#### [MATERIAL FOR THE TASK]
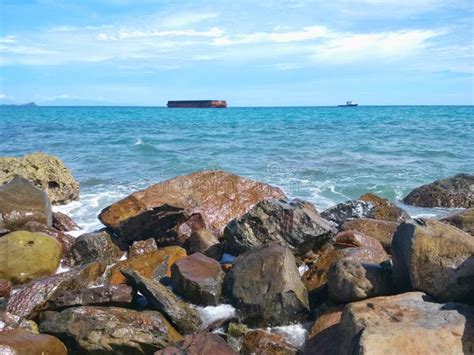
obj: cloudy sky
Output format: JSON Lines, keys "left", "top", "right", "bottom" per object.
{"left": 0, "top": 0, "right": 472, "bottom": 106}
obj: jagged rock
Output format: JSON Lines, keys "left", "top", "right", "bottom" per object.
{"left": 320, "top": 200, "right": 374, "bottom": 226}
{"left": 122, "top": 269, "right": 201, "bottom": 335}
{"left": 224, "top": 199, "right": 336, "bottom": 256}
{"left": 441, "top": 208, "right": 474, "bottom": 236}
{"left": 22, "top": 221, "right": 75, "bottom": 256}
{"left": 0, "top": 176, "right": 52, "bottom": 231}
{"left": 339, "top": 292, "right": 474, "bottom": 354}
{"left": 130, "top": 238, "right": 158, "bottom": 257}
{"left": 185, "top": 228, "right": 223, "bottom": 260}
{"left": 327, "top": 259, "right": 392, "bottom": 304}
{"left": 341, "top": 218, "right": 399, "bottom": 252}
{"left": 0, "top": 329, "right": 67, "bottom": 355}
{"left": 98, "top": 170, "right": 285, "bottom": 246}
{"left": 303, "top": 306, "right": 343, "bottom": 355}
{"left": 155, "top": 333, "right": 236, "bottom": 355}
{"left": 403, "top": 174, "right": 474, "bottom": 208}
{"left": 223, "top": 243, "right": 309, "bottom": 327}
{"left": 67, "top": 230, "right": 123, "bottom": 267}
{"left": 107, "top": 246, "right": 186, "bottom": 285}
{"left": 392, "top": 218, "right": 474, "bottom": 302}
{"left": 52, "top": 211, "right": 80, "bottom": 231}
{"left": 39, "top": 306, "right": 182, "bottom": 354}
{"left": 7, "top": 261, "right": 105, "bottom": 319}
{"left": 0, "top": 231, "right": 62, "bottom": 284}
{"left": 359, "top": 193, "right": 409, "bottom": 223}
{"left": 241, "top": 330, "right": 297, "bottom": 355}
{"left": 0, "top": 311, "right": 37, "bottom": 332}
{"left": 0, "top": 152, "right": 80, "bottom": 204}
{"left": 171, "top": 253, "right": 225, "bottom": 306}
{"left": 46, "top": 284, "right": 134, "bottom": 310}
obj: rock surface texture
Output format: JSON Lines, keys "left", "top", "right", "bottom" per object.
{"left": 67, "top": 230, "right": 123, "bottom": 266}
{"left": 441, "top": 208, "right": 474, "bottom": 236}
{"left": 155, "top": 333, "right": 237, "bottom": 355}
{"left": 241, "top": 330, "right": 297, "bottom": 355}
{"left": 341, "top": 218, "right": 399, "bottom": 252}
{"left": 0, "top": 329, "right": 67, "bottom": 355}
{"left": 303, "top": 306, "right": 343, "bottom": 355}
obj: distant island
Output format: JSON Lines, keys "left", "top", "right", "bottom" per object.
{"left": 167, "top": 100, "right": 227, "bottom": 108}
{"left": 1, "top": 102, "right": 37, "bottom": 107}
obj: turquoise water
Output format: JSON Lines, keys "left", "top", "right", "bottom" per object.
{"left": 1, "top": 106, "right": 473, "bottom": 230}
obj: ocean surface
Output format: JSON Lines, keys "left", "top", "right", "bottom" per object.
{"left": 1, "top": 105, "right": 473, "bottom": 232}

#### [YOUR GOAL]
Copy the material above in full and exactly, skipping pictures.

#### [ANSWER SPACE]
obj: cloudy sky
Output format: JSON Lines, keys "left", "top", "right", "bottom" per object.
{"left": 0, "top": 0, "right": 472, "bottom": 106}
obj: jagged rock
Output format: JSON Lines, keys "left", "top", "right", "bottom" per object.
{"left": 320, "top": 200, "right": 374, "bottom": 226}
{"left": 122, "top": 269, "right": 201, "bottom": 335}
{"left": 224, "top": 199, "right": 336, "bottom": 256}
{"left": 441, "top": 208, "right": 474, "bottom": 236}
{"left": 22, "top": 221, "right": 75, "bottom": 256}
{"left": 0, "top": 176, "right": 52, "bottom": 231}
{"left": 339, "top": 292, "right": 474, "bottom": 354}
{"left": 130, "top": 238, "right": 158, "bottom": 257}
{"left": 185, "top": 228, "right": 223, "bottom": 260}
{"left": 327, "top": 259, "right": 392, "bottom": 304}
{"left": 341, "top": 218, "right": 399, "bottom": 252}
{"left": 0, "top": 329, "right": 67, "bottom": 355}
{"left": 98, "top": 170, "right": 285, "bottom": 246}
{"left": 303, "top": 306, "right": 343, "bottom": 355}
{"left": 155, "top": 333, "right": 236, "bottom": 355}
{"left": 403, "top": 174, "right": 474, "bottom": 208}
{"left": 223, "top": 243, "right": 309, "bottom": 327}
{"left": 67, "top": 230, "right": 123, "bottom": 267}
{"left": 107, "top": 246, "right": 186, "bottom": 285}
{"left": 392, "top": 218, "right": 474, "bottom": 302}
{"left": 52, "top": 211, "right": 80, "bottom": 231}
{"left": 39, "top": 306, "right": 182, "bottom": 354}
{"left": 7, "top": 261, "right": 105, "bottom": 319}
{"left": 0, "top": 231, "right": 62, "bottom": 284}
{"left": 359, "top": 193, "right": 409, "bottom": 223}
{"left": 241, "top": 330, "right": 297, "bottom": 355}
{"left": 0, "top": 311, "right": 37, "bottom": 332}
{"left": 0, "top": 152, "right": 80, "bottom": 204}
{"left": 171, "top": 253, "right": 225, "bottom": 306}
{"left": 46, "top": 284, "right": 134, "bottom": 310}
obj: rock surface texture
Output format: JSON Lines, keys "left", "top", "right", "bottom" per object.
{"left": 67, "top": 230, "right": 123, "bottom": 266}
{"left": 441, "top": 208, "right": 474, "bottom": 236}
{"left": 155, "top": 333, "right": 237, "bottom": 355}
{"left": 241, "top": 330, "right": 297, "bottom": 355}
{"left": 341, "top": 218, "right": 399, "bottom": 252}
{"left": 0, "top": 329, "right": 67, "bottom": 355}
{"left": 303, "top": 306, "right": 343, "bottom": 355}
obj: distant island
Output format: JSON Lines, keys "left", "top", "right", "bottom" per object.
{"left": 167, "top": 100, "right": 227, "bottom": 108}
{"left": 1, "top": 102, "right": 37, "bottom": 107}
obj: turquoise water
Output format: JSON Lines, keys "left", "top", "right", "bottom" per object.
{"left": 1, "top": 106, "right": 473, "bottom": 230}
obj: ocean surface
Output format: JSON Lines, keys "left", "top", "right", "bottom" per object.
{"left": 1, "top": 105, "right": 473, "bottom": 232}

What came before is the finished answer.